▶ Document passage:
Oh if I but had the time this morning to find all those passages to show you!
The truth is, we who are saved by His Grace, will indeed suffer in this life. We will be the people who rejoice in adversity. When things get most others down, we should be lifted up. Why the opposite?
Our enemy and God's would like nothing more than to silence the Christian. To shut them up. The more we share what Jesus is doing in our lives the harder it is for him to keep people from God.
He tries to discourage us in ever increasing ways to take our eyes off Jesus and put them on our problems.
Look what that got Peter, and he was standing WITH Jesus on the water! Right next to Him!
We shouldn't allow our circumstances the time of day to drag us down. A long time ago now, I used to not realize that truth.
I was so convinced that I was doing God's work that I was drowning in negativity. Not my own, but everyone else's. I was trying to counsel people and wasn't experienced at it. Online at that, people would unload onto me, at my urging, and in a click they were on their way, and I had all their emotional baggage heaped on me.
It was so bad that I began believing the lies that Satan was telling me. I despaired of waking up every day. I went through the motions at work. Went home and not knowing what else to do went back online taking in more of others problems.
I felt very lost and distant from God. Yet He never left me. He was quietly waiting for me. I got to the point where I felt completely cut off from God. That my life wasn't worth anything and I had messed up so badly that even God had rejected me. Lies! Lies! Lies! Yet I bought into them. It came to a head one day in May of 1999. Before me were 3 options. The first was to end it all, which I was prepared to do. The second was to stop fighting it and live my miserable existence until I died. The third was to try one last time to seek God. To throw everything on the table. My sin my shame my hurts my pain. Everything about me. Every last shred of the mess that was me. To ask Jesus for help, whatever the cost. No strings, no more of the conditions that I had been holding onto for my life. Whatever He wanted I would do. Wherever He wanted me to go, I would go. I was done. My life wasn't worth anything and if He would take me back I was His to do with as He saw fit. My misery hit a wall.

▶ To do: Rewrite the devotional passage between "It was so bad" and "of others problems.", inclusive, swapping "at work" for "at my job".

▶ Supplied information:
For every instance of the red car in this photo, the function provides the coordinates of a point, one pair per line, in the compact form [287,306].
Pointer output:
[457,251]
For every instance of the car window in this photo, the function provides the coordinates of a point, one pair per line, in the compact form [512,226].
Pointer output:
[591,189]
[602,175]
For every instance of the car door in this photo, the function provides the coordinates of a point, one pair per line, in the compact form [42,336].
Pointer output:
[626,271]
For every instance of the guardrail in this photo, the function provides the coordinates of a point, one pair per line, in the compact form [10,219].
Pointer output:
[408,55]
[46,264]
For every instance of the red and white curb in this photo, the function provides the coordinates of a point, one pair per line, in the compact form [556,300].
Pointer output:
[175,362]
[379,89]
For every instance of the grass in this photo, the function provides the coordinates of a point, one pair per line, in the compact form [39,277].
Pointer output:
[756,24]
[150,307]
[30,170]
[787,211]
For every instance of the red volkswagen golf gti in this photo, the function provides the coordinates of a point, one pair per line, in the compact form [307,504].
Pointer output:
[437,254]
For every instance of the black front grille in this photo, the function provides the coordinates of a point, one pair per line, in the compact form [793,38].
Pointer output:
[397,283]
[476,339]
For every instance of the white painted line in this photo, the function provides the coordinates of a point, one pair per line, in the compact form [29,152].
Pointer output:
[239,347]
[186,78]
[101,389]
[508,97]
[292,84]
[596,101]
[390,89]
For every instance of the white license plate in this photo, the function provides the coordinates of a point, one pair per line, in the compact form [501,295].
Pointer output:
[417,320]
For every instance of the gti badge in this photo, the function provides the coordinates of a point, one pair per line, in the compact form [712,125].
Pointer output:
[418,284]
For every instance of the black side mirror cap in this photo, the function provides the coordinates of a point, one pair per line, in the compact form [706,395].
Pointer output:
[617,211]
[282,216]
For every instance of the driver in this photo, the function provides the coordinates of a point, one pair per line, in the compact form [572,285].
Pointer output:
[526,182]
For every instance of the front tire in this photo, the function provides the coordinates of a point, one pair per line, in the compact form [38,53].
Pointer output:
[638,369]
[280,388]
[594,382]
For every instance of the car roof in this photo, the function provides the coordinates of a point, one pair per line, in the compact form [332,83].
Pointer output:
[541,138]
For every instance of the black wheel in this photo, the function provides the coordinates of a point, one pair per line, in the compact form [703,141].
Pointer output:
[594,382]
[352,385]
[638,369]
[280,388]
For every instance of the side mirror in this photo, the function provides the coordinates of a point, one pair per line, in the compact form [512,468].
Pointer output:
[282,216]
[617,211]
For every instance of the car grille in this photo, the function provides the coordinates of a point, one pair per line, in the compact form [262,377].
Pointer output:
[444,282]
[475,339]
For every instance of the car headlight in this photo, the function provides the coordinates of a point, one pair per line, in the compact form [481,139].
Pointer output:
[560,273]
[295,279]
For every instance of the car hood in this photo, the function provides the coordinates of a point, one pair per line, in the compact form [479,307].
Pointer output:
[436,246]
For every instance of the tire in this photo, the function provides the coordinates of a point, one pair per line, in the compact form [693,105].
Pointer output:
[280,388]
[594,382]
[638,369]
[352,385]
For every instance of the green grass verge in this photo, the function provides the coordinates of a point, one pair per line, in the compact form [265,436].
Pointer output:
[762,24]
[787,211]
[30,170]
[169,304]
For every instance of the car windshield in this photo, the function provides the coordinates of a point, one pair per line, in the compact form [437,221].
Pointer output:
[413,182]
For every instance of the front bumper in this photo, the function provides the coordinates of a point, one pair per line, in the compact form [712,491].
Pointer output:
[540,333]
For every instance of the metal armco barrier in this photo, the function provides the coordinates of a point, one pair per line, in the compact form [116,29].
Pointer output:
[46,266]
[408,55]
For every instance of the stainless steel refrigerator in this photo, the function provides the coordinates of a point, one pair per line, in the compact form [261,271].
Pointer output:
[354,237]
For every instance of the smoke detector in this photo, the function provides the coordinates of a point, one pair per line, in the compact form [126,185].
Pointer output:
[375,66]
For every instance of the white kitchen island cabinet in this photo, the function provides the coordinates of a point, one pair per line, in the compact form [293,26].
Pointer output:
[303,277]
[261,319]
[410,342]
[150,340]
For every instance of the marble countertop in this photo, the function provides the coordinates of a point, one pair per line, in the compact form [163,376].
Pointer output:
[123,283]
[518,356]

▶ Your solution:
It was so bad that I began believing the lies that Satan was telling me. I despaired of waking up every day. I went through the motions at my job. Went home and not knowing what else to do went back online taking in more of others problems.